* Document *

Even then, waking up in the mornings for school was something I didn't much like, but you never thought about getting enough sleep at that age. Television was for cartoons, even the weird ones in which the female characters had huge eyes and super-high-pitched voices. I remember the first VCR, and how renting a movie was a big deal. My dad brought home the Star Wars trilogy over the course of three days; that was the first time I ever saw it.
I had a fascination with swords that started when I was three, for no apparent reason. I coveted the silver plastic swords in the checkout aisles in K-mart. The boy next door became my closest playmate, fueling my tomboyish inclinations as we built starships out of lego bricks and dueled with sticks of bamboo. You had to be careful with the stuff; it would occasionally cut you without warning.

* Raw data *
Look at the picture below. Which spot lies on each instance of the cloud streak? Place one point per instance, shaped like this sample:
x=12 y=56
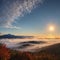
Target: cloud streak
x=12 y=9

* Exercises to complete *
a) Answer these questions from the childhood memoir, one answer per line:
(i) What did the writer's dad bring home, and over how many days?
(ii) At what age did the fascination with swords begin?
(iii) What did the writer and the boy next door duel with?
b) Continue the childhood memoir, starting right after its last sentence.

* Set of answers *
a)
(i) The Star Wars trilogy, over three days.
(ii) At three.
(iii) Sticks of bamboo.

b)
Summers were the grandest times; our yard was free of stickers and so lush and green and I remember running from one end of it to the other, sating what would later become a true need for speed. Insects were fascinating things - I learned early on which ones I could play with, and of course destroyed my share of anthills. Toads were an endless delight, and our place always had a population of cats, from whom I learned of the concept of death. I still remember most of their names, and some of their voices.
There was a beautiful ash tree in our backyard that I climbed in my younger years, and from whose branches I suspended all manner of constructs of cardboard and scrap lumber and whatever else I could scavenge. It attracted several species of butterflies that would drink its sap.
I often helped my mom with the gardening, and I can almost remember how the flowerbeds changed and grew or vanished over the years... in the fall all the mums would bloom, and I would come home from school and sit in the browning grass and watch the hoards of butterflies, inhaling the sweet heady scent of the mums.
The thunderstorms would cut off the electricity several times each year. I had a fondness for them even then, and for the dark nights spent in the glow of oil lamps, curled in a blanket in the living room with the rest of my family.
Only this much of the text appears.